OBJETIVO DO EXERCÍCIO
Transcreva, sem alterar nada, o trecho do texto sobre crianças e divórcio dos pais que vai de "Há, portanto, que" a "de poder paternal.".

EXCERTO DA PÁGINA
┄┄┄┄┄┄┄┄┄┄┄┄┄┄┄┄┄┄┄┄
A também coordenadora infanto-juvenil da Oficina de Psicologia recorda que, quando em tribunal é pedido à criança que escolha se prefere ficar com o pai ou a mãe, a criança não hesita em escolher. “Nunca se deve pedir a uma criança que escolha entre o pai ou a mãe. Mas muitas vezes eles escolhem. Se é verdade que se aliam invariavelmente ao pai mais próximo, mais forte, também é verdade que, quando há um litígio intenso entre os pais, as crianças optam quase sempre por se aliar ao que mais precisa delas. Elas assumem quase uma postura de adulto, de proteção para com o pai mais fragilizado. Mas, fundamentalmente, se se sentir em perigo, a criança opta por se aliar aquela pessoa que lhe confere maior segurança. É um instinto quase de sobrevivência.”

Há crianças cujos pais se divorciam quando têm cinco, seis anos, e se adaptam à situação. Há adolescentes, com 14, 15 anos, que também se adaptam. E depois há os que, adolescentes ou crianças, simplesmente não se adaptam. “Aqui, não é a idade que importa, mas a maturidade, as próprias características da personalidade destes. E qualquer situação traumática nesta idade, sobretudo quando há violência envolvida, quando há maus-tratos – mesmo que psicológicos – entre os pais, deixa marcas que permanecem para o futuro, para a idade adulta. Estas crianças serão, mais tarde, adultos com dificuldade em manter relações de afetividade. Temem-nas”, explica a psicóloga clínica.

Há, portanto, que acompanhá-las desde cedo, como Inês Afonso Marques o faz. Mas, muitas vezes, e também por causa da alienação parental “de que são as maiores vítimas”, não é fácil – ou pelo menos tão rápido quanto se julga – ajudá-las a ultrapassar a separação dos pais e, sobretudo, o processo de regulação de poder paternal.
┄┄┄┄┄┄┄┄┄┄┄┄┄┄┄┄┄┄┄┄
LINHAS FORNECIDAS
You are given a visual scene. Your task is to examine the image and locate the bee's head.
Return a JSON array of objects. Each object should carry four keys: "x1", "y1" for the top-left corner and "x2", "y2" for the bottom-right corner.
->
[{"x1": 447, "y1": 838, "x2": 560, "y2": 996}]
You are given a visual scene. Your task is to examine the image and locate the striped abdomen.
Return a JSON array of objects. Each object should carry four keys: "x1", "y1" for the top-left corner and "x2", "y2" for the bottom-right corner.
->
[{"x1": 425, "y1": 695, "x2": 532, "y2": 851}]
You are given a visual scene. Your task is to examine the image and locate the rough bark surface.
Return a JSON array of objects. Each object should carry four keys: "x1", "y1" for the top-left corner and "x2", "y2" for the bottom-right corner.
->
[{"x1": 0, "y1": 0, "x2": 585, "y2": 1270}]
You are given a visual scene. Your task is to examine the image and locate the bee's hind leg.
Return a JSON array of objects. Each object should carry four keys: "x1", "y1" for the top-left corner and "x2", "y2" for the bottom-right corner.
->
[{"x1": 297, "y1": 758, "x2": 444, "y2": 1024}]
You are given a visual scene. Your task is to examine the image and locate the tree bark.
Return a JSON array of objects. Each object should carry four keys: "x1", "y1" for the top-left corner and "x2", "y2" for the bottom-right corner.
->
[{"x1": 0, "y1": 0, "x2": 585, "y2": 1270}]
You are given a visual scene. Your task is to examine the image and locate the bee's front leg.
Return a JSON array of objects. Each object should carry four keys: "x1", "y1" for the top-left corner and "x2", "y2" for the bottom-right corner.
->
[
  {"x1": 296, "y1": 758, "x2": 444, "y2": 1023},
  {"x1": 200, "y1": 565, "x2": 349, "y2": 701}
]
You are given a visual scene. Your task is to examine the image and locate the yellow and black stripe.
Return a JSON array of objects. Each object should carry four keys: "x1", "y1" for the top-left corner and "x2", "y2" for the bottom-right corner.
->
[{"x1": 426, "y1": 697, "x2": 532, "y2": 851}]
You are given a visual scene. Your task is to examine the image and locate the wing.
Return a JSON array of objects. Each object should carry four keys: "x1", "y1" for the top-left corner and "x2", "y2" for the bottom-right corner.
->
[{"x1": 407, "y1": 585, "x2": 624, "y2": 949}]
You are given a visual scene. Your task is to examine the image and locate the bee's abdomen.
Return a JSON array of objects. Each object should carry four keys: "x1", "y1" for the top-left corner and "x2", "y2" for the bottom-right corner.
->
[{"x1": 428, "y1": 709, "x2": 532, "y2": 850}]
┄┄┄┄┄┄┄┄┄┄┄┄┄┄┄┄┄┄┄┄
RESPOSTA AO EXERCÍCIO
Há, portanto, que acompanhá-las desde cedo, como Inês Afonso Marques o faz. Mas, muitas vezes, e também por causa da alienação parental “de que são as maiores vítimas”, não é fácil – ou pelo menos tão rápido quanto se julga – ajudá-las a ultrapassar a separação dos pais e, sobretudo, o processo de regulação de poder paternal.